* EXERCISE A *
Repeat the passage of the data validation document from "# Type-specific validation" up to and including "self._validate_numeric_range()".
* EXERCISE B *
In the data validation document, what does Constraint Validation apply?
* EXERCISE C *
Continue the data validation document from the point where it stops.

* DOCUMENT EXCERPT *
The system performs comprehensive validation at multiple levels:

Model-Level Validation

Validation occurs in the Datacell.clean() method and includes:

  • Type Checking: Ensures values match the column's data type
  • Constraint Validation: Applies min/max values, string lengths, regex patterns
  • Required Field Validation: Enforces required fields
  • Choice Validation: Ensures selected values are from allowed options
  • Format Validation: Validates URLs, emails, dates, and JSON structure

Validation Methods

def _validate_manual_entry(self):
    """Comprehensive validation for manual metadata entries."""
    # Type-specific validation
    if self.column.data_type == 'BOOLEAN':
        self._validate_boolean_value()
    elif self.column.data_type in ['INTEGER', 'FLOAT']:
        self._validate_numeric_range()
    elif self.column.data_type in ['STRING', 'TEXT']:
        self._validate_string_constraints()

* DATA ROWS *
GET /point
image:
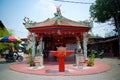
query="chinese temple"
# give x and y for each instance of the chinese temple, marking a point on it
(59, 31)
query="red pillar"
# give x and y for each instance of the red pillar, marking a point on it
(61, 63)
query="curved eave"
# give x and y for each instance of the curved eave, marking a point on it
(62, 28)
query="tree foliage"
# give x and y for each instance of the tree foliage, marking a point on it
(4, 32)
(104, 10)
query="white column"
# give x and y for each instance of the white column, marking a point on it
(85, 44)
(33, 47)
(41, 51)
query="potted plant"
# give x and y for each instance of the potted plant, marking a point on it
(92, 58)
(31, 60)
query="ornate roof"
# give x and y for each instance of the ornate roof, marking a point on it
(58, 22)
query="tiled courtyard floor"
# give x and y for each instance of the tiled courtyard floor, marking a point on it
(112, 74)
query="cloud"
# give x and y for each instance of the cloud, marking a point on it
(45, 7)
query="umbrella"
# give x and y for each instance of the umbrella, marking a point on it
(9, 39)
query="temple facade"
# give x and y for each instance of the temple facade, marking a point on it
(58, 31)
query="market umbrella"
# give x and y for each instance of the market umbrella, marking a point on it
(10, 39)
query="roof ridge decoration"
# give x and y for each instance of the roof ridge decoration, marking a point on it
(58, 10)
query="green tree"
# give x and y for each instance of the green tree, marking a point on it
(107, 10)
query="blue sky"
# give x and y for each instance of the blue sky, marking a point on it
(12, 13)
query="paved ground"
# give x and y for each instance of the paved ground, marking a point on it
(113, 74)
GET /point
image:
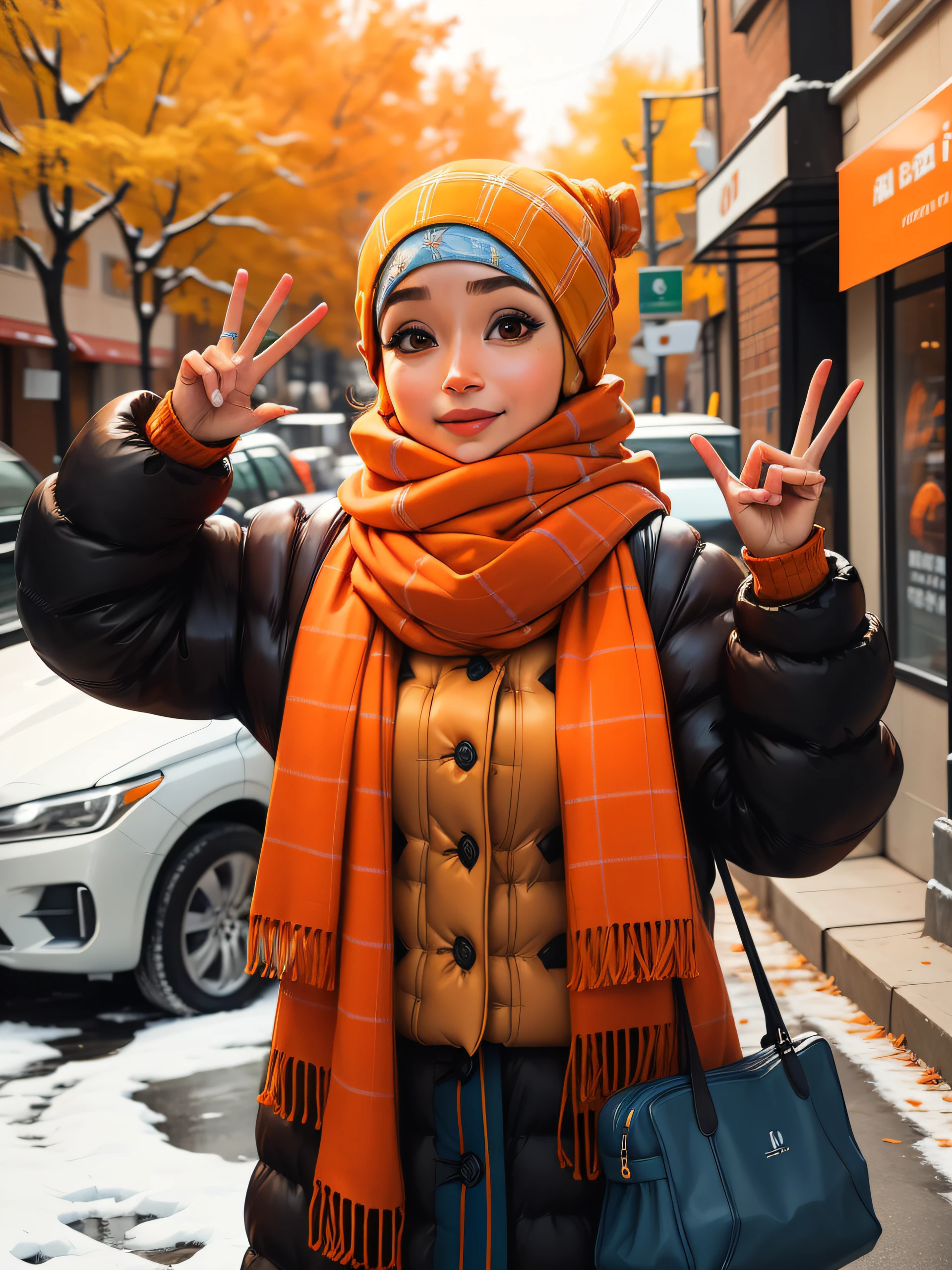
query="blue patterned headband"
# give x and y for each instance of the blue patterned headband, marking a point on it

* WRITTEN RESPONSE A *
# Type-specific validation
    if self.column.data_type == 'BOOLEAN':
        self._validate_boolean_value()
    elif self.column.data_type in ['INTEGER', 'FLOAT']:
        self._validate_numeric_range()

* WRITTEN RESPONSE B *
Min/max values, string lengths, and regex patterns.

* WRITTEN RESPONSE C *
    # ... and so on

Example Validation Errors

# String too short
ValidationError: "Product Code must be at least 3 characters"

# Invalid choice
ValidationError: "Document Type values must be from: ['Contract', 'Invoice', 'Report']"

# Invalid date format
ValidationError: "Due Date must be in YYYY-MM-DD format"

# Required field missing
ValidationError: "Author is required"

# Type mismatch
ValidationError: "Status must be a boolean value"

GraphQL API Integration

The metadata system exposes a complete GraphQL API for managing schemas and values. See Metadata API Examples for detailed usage examples.

Key Mutations

  • createMetadataColumn: Define new metadata fields
  • updateMetadataColumn: Modify existing metadata fields
  • setMetadataValue: Set metadata values for documents
  • deleteMetadataValue: Remove metadata values

Key Queries

  • corpusMetadataColumns: Get metadata schema for a corpus
  • documentMetadataDatacells: Get metadata values for a document
  • metadataCompletionStatusV2: Check completion status

Best Practices

Schema Design

  1. Plan Your Schema: Design your metadata schema before adding documents
  2. Use Specific Types: Choose the most appropriate data type (e.g., EMAIL instead of STRING)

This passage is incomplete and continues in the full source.